Provided information:

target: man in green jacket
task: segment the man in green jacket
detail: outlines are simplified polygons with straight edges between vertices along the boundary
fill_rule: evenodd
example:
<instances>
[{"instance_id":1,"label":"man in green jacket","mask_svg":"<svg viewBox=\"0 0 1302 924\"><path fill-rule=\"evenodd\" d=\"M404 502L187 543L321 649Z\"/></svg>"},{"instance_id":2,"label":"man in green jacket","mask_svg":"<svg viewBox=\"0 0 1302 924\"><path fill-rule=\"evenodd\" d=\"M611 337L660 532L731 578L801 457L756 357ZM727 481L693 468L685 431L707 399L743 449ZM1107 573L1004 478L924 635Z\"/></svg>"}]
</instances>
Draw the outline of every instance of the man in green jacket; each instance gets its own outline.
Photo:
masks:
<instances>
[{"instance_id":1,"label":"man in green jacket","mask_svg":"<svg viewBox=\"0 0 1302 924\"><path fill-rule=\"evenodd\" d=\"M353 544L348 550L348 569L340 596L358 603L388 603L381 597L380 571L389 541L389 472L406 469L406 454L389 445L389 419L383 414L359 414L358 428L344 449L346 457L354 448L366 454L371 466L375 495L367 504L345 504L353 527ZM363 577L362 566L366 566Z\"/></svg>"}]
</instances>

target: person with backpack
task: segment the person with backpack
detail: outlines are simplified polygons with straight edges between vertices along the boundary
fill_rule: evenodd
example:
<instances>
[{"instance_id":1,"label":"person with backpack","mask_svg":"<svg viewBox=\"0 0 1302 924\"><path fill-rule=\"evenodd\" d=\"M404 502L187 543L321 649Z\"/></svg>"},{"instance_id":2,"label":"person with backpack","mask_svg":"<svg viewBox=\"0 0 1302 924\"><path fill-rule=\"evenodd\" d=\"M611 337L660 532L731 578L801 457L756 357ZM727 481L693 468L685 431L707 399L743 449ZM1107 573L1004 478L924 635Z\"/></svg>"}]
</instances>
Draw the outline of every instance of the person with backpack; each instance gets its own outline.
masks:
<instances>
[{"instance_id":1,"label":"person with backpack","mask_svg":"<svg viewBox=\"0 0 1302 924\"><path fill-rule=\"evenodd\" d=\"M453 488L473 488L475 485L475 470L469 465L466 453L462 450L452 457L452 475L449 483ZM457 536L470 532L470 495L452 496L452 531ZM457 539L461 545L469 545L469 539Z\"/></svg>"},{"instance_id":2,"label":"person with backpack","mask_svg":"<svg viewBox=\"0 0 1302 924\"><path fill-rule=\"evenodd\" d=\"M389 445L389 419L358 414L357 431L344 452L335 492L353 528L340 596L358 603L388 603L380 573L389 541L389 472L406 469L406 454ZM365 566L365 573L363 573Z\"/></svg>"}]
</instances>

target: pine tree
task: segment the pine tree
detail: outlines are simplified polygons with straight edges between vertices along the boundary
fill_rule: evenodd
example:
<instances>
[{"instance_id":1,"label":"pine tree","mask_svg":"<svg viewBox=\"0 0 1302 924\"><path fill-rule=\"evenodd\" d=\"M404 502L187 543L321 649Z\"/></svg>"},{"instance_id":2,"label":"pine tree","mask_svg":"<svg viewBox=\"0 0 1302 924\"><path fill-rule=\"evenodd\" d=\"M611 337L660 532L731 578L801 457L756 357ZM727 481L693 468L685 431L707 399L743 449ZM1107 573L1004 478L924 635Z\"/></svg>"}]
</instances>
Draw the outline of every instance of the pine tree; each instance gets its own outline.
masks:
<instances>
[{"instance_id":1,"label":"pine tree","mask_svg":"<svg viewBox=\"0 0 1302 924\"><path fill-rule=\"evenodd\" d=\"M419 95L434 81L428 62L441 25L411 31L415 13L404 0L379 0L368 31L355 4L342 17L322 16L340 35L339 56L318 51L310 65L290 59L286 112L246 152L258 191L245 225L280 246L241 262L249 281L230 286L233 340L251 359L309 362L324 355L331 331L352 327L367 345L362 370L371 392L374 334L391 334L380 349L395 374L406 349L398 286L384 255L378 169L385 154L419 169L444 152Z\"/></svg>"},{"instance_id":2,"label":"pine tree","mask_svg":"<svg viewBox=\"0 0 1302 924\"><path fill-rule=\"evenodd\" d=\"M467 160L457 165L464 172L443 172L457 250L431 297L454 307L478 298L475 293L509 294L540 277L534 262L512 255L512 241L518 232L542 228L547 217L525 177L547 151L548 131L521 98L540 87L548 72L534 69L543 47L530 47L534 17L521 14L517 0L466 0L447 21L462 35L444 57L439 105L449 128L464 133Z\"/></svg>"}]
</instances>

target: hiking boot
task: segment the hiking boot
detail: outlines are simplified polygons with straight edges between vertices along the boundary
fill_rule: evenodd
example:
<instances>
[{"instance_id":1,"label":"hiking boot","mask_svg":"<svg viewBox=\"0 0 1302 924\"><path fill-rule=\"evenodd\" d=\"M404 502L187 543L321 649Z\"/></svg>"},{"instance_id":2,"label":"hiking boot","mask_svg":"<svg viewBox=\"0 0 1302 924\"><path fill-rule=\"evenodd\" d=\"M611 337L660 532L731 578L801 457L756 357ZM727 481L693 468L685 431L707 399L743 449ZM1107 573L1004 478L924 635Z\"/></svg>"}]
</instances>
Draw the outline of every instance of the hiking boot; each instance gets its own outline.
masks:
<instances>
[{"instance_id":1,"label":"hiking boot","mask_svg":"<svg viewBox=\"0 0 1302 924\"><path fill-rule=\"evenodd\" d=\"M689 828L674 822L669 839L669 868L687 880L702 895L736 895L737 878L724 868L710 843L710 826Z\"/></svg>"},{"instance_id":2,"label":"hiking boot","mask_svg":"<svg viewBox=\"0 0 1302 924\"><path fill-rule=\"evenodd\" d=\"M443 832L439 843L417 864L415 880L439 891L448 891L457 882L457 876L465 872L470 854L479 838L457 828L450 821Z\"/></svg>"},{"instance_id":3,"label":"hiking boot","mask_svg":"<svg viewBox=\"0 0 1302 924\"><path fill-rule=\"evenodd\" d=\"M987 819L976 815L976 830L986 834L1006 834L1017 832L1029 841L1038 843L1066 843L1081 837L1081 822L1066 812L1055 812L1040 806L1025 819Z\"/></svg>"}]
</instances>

Exercise details: Return each line of the rows above that contains the string "green".

Solution to the problem:
target: man in green jacket
task: segment the man in green jacket
[{"instance_id":1,"label":"man in green jacket","mask_svg":"<svg viewBox=\"0 0 1302 924\"><path fill-rule=\"evenodd\" d=\"M404 502L187 543L321 649Z\"/></svg>"},{"instance_id":2,"label":"man in green jacket","mask_svg":"<svg viewBox=\"0 0 1302 924\"><path fill-rule=\"evenodd\" d=\"M611 337L660 532L731 578L801 457L756 357ZM727 481L693 468L685 431L707 399L743 449ZM1107 573L1004 478L924 635Z\"/></svg>"}]
Draw the outline of every instance of the man in green jacket; each instance gets its own outline.
[{"instance_id":1,"label":"man in green jacket","mask_svg":"<svg viewBox=\"0 0 1302 924\"><path fill-rule=\"evenodd\" d=\"M353 544L348 550L348 569L340 596L358 603L388 603L381 597L380 571L389 541L389 472L406 469L406 454L389 445L389 419L383 414L359 414L358 428L344 449L346 457L354 448L366 454L371 466L375 495L367 504L345 504L353 527ZM363 577L362 566L366 566Z\"/></svg>"}]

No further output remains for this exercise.